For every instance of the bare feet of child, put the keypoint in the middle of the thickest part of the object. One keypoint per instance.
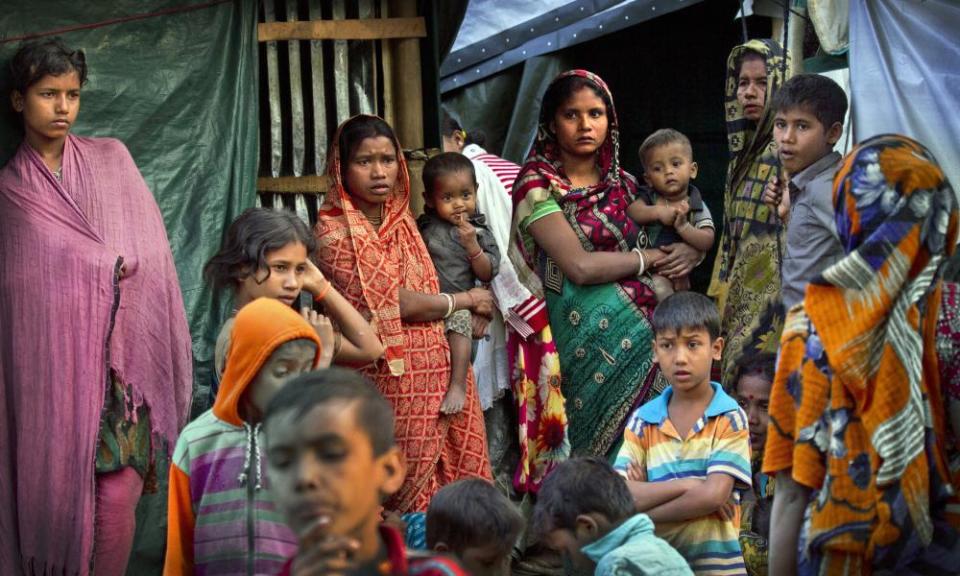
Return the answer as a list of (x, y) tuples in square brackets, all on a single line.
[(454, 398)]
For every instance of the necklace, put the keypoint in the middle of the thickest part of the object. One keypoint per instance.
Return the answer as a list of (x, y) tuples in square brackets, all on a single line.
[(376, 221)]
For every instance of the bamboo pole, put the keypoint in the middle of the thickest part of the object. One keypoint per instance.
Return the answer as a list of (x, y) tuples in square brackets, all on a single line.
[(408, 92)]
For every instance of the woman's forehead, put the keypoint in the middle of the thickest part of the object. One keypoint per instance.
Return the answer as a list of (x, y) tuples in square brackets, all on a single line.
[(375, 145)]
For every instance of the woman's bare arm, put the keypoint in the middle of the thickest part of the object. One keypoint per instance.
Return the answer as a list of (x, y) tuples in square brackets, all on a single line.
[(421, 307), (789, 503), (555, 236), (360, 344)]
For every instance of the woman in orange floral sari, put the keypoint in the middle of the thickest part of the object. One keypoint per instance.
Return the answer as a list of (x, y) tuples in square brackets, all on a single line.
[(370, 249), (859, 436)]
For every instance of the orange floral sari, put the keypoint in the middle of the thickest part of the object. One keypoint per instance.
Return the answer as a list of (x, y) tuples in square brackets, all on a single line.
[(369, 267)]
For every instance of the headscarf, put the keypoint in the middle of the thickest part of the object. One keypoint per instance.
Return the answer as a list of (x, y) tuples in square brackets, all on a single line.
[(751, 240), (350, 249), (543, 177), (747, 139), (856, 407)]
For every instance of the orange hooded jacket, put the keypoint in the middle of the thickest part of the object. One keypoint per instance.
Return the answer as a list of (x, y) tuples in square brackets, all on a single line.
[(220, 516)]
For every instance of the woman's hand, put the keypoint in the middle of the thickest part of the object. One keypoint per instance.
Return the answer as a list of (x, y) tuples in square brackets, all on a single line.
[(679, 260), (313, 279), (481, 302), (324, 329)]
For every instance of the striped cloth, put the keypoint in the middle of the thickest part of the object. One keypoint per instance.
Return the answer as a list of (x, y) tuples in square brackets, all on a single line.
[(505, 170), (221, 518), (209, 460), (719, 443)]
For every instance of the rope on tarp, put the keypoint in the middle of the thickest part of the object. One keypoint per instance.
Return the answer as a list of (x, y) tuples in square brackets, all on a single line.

* * *

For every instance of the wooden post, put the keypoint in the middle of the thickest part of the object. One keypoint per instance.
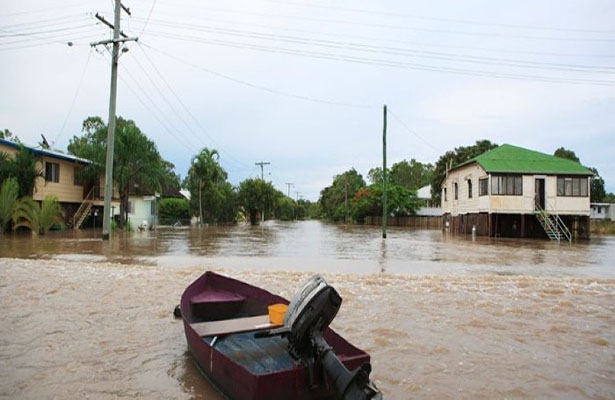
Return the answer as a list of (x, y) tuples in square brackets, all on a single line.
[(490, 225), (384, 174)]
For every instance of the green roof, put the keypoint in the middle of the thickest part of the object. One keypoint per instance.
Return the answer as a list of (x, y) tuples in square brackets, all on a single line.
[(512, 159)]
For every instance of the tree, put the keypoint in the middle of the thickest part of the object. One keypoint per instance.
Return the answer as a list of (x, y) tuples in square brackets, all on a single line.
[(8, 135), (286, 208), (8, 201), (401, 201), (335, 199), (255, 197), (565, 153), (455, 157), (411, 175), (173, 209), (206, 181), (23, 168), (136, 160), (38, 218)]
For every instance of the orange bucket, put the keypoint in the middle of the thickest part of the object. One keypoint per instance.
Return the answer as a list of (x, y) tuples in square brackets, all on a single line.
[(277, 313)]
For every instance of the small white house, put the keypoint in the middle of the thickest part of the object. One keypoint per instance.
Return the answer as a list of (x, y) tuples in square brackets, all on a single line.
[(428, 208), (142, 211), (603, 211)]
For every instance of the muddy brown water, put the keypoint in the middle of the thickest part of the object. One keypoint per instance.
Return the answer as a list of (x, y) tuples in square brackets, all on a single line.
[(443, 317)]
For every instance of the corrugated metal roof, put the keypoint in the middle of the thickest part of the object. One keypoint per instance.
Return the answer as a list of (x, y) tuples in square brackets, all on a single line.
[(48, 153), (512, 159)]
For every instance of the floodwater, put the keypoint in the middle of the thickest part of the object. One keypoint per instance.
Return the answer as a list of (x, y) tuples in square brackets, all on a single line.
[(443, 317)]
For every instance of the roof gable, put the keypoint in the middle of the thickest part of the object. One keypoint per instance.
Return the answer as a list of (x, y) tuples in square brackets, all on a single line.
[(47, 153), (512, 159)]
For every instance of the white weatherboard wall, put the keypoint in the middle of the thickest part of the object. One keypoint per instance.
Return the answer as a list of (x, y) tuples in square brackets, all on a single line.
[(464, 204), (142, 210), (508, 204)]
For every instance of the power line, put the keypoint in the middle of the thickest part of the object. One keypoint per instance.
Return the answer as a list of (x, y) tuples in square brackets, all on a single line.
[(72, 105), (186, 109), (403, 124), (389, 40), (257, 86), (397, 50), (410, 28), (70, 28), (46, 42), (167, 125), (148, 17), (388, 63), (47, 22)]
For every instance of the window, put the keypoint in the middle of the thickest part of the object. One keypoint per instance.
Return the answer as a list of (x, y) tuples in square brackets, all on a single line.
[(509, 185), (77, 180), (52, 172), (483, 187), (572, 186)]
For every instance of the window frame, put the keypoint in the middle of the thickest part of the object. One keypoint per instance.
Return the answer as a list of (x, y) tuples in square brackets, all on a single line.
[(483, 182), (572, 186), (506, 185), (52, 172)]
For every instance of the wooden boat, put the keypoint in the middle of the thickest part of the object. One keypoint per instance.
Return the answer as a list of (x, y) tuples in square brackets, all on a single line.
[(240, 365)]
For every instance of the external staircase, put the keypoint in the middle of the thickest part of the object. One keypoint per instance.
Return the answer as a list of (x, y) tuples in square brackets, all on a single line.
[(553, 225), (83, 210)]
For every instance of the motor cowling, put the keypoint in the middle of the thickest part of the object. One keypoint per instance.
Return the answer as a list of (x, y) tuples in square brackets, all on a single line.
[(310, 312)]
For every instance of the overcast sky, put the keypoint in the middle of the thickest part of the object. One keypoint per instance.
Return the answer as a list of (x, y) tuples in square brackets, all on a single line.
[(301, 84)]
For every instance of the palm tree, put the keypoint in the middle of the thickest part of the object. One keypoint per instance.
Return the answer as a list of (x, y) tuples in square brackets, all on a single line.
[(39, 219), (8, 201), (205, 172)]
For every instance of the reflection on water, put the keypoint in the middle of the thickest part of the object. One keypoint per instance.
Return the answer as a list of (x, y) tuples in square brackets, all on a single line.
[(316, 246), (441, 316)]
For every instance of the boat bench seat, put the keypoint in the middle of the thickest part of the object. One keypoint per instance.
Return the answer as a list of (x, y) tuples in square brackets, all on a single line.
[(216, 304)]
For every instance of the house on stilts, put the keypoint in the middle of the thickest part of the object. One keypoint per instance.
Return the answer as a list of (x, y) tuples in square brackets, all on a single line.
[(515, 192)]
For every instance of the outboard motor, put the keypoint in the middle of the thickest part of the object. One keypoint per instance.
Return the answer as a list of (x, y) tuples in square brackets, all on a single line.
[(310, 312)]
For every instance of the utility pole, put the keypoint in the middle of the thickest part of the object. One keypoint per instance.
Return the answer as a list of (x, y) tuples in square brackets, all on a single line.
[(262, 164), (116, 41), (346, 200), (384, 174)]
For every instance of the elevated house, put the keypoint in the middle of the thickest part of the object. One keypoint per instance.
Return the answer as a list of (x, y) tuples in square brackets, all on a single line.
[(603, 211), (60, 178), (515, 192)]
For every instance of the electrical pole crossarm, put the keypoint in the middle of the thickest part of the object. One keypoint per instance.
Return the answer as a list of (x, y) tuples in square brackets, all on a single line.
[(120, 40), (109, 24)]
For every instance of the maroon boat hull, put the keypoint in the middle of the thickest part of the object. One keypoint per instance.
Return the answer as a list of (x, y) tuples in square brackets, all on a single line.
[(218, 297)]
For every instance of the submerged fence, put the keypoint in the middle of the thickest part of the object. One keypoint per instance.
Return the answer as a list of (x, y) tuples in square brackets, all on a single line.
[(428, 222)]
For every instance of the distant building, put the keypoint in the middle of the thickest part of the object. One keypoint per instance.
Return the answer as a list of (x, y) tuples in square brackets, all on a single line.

==

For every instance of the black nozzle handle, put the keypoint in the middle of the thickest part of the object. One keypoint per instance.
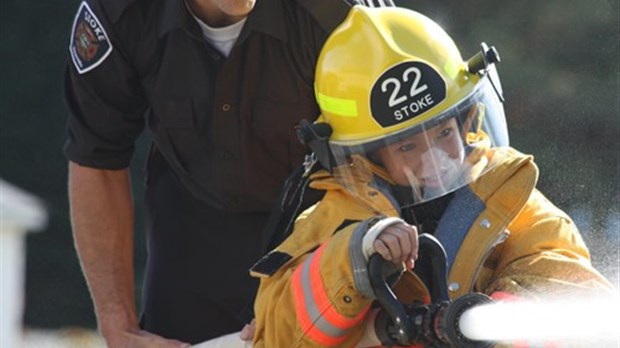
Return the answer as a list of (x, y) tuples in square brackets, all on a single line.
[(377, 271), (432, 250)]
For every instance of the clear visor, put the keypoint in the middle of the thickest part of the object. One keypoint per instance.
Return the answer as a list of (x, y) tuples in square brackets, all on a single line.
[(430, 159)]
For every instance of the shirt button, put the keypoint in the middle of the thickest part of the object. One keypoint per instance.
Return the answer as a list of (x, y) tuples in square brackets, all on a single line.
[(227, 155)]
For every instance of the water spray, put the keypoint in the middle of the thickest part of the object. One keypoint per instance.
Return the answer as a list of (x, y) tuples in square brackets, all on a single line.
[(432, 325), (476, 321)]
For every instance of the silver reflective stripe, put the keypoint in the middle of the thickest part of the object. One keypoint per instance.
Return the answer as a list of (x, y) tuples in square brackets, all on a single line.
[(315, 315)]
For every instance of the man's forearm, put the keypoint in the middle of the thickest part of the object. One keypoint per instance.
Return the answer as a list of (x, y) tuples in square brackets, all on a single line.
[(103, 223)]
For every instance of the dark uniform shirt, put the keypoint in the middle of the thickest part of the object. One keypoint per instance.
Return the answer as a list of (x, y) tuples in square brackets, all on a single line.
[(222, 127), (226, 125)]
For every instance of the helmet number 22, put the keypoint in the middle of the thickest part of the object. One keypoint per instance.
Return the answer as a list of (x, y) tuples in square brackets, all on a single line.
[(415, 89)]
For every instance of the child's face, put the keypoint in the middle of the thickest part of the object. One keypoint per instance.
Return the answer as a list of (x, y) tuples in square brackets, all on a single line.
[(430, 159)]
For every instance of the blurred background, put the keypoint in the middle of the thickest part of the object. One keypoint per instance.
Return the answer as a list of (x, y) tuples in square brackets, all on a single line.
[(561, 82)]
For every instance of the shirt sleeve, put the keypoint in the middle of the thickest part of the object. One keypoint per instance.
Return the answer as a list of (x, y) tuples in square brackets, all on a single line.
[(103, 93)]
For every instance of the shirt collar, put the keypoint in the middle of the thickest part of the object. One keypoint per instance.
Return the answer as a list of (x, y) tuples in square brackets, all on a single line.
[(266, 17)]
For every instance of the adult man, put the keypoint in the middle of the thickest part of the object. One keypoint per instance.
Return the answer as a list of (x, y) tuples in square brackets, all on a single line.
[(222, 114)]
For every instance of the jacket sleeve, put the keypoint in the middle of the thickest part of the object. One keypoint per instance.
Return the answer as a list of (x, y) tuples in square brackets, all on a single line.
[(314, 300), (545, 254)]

→ **ASSIGNMENT**
Restate the lines above from the one containing "For every instance of the bare" through the one containing "For every instance of the necklace, put", inclusive, exactly and without pictures.

→ **ANSWER FOR THIS EXERCISE**
For every instance of the bare feet of child, put the keypoint in the middle of the thickest part of the object. One keypoint per instance.
Return the answer as a list of (x, y) tuples in square brackets, all on a single line.
[(454, 398)]
For every instance of the necklace, put the keypoint in the middle of the thickest part of the object. One keypoint per instance.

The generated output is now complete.